Text block
Jones v. Harris

On Motion for Rehearing. The record fails to indicate that W. J. Jones made proof of occupancy, but appellants attach to their motion for rehearing what purports to be a copy of proof of occupancy made by Jones after he had sold to Braswell and had removed from the land, which of course is no part of the record and cannot be considered.

The facts of this case disclose that W. J. Jones had bought a tract of public land from the state; that he was a married man; that he entered into the obligations required by law in regard to the land; that he made a small payment on it; that less than two years after the land was purchased Mrs. Jones died; that W. J. Jones and his children continued to live on the land until September 14, 1896, when he sold 200 acres of the land to Braswell and removed to Rosenberg, and in April, 1897, the remaining 120 acres of land was sold by Jones to Brown. At the time of the death of Mrs. Jones community debts existed to Brown, Westendorf, and Bailey, and the obligations to the state for the land were in full force and effect. The debts were not settled by W. J. Jones until after the sale of the land. The debts to Westendorf and Bailey were settled after the sale to Braswell, and the debt to Brown was settled by the sale to him. Braswell and Brown assumed the debts to the state. It was not disclosed how much W. J. Jones owed Westendorf and Bailey, but he admitted owing Brown $100 that was contracted before the death of his wife, while Brown stated it was $300. The debts were paid after the land was sold, and if the identical money that was received from Braswell was not paid to Westendorf for funeral expenses and to Bailey for medical bills, it would not matter, but it is significant that they were not paid for more than two years after the death of Mrs. Jones, and after the sale to Braswell.

The power of Jones to sell was dependent upon the existence of some claim against the community, and Braswell and Brown were under no obligations to inquire into anything except the existence of debts, and the intentions of Jones as to the disposition of the proceeds of the land could not affect their rights, and neither would the fact that the proceeds of the sale largely exceeded the amount of the community debts. Johnson v. Harrison, 48 Tex. 257; Wenar v. Stenzel, 48 Tex. 484. No duty devolved on the purchasers to see that the purchase money was appropriated to the payment of debts. If the purchaser knew there were debts, as both in this case did, and did not act in collusion with the seller to defraud his children, which is not pretended, the secret intentions of the seller to appropriate the money to other purposes than the payment of debts, could not invalidate the sale, and especially would this be true after the property had passed through the hands of persons who have paid valuable considerations for the land without notice of adverse claims. This was held in the case of Sanger v. Moody, 60 Tex. 96, where the facts showed an exchange of community property for other property and the court said: "The property in controversy was not sold for money, but was exchanged for other property, and if the property remained in the hands of the original purchaser there might be some question as to the propriety and validity of such a transaction by a survivor; however, in a given case, such an exchange might be a legitimate method of realizing money indirectly for the purpose of paying debts." It was further held in that case that "the power of the survivor is certainly a general power to sell for the purpose of paying any and every debt the community estate may owe," and that "the purchaser under sales such as the present is not bound to see to the application of the purchase money." Only one community debt was proved in that case.

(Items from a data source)

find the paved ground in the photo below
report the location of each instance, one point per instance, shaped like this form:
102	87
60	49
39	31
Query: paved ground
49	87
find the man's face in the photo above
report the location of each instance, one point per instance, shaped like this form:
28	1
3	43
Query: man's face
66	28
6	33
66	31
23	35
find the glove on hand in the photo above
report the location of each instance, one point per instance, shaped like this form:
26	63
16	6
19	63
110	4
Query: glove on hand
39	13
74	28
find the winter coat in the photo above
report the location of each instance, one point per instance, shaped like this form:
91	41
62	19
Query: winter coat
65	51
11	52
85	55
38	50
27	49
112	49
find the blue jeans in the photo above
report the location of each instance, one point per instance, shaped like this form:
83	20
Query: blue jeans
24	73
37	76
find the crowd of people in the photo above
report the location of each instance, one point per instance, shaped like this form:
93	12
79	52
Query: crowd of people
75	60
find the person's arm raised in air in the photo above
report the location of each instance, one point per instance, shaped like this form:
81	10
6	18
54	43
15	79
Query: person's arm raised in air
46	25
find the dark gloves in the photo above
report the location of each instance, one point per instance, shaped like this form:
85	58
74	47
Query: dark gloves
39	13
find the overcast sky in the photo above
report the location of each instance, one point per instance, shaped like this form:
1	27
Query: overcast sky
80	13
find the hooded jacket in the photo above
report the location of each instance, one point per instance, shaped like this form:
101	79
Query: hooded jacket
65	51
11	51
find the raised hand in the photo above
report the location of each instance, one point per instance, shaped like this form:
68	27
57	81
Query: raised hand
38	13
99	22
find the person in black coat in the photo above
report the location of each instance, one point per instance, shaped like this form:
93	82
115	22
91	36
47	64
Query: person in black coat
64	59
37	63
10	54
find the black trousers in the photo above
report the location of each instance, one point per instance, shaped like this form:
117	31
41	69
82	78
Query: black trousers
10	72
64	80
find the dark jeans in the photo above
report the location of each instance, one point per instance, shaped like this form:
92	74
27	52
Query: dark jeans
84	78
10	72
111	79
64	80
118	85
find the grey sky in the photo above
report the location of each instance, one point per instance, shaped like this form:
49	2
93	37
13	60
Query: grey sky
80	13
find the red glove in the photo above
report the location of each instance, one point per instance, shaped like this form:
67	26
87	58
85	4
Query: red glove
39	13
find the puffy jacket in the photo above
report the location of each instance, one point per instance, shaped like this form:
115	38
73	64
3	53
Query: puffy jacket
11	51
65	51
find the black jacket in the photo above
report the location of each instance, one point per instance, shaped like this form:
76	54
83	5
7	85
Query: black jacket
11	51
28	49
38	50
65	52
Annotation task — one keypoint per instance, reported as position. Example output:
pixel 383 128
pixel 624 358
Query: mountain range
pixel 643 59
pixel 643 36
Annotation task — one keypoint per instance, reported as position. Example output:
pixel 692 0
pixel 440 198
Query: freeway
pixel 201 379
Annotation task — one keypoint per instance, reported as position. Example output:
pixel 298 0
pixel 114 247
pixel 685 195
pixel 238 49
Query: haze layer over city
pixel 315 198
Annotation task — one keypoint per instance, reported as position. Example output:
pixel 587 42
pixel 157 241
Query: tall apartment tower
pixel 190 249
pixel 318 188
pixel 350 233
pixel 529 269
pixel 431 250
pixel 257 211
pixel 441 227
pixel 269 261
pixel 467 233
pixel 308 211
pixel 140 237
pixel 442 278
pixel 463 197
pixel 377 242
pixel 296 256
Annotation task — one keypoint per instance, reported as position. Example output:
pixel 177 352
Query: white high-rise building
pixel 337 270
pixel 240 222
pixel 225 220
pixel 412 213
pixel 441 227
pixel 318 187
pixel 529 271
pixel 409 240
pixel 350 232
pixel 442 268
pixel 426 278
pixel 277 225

Instructions to follow
Say whether each statement agrees with the Jones v. Harris opinion, answering yes or no and quoting the words that decide it: (a) Jones sold 200 acres of the land to Braswell; (b) Brown said Jones owed him $100; (c) the purchasers had a duty to see that the purchase money went to pay debts. The lines are separate material from the Jones v. Harris opinion.

Task output
(a) Yes: "he sold 200 acres of the land to Braswell"
(b) No: "while Brown stated it was $300"
(c) No: "No duty devolved on the purchasers to see that the purchase money was appropriated to the payment of debts."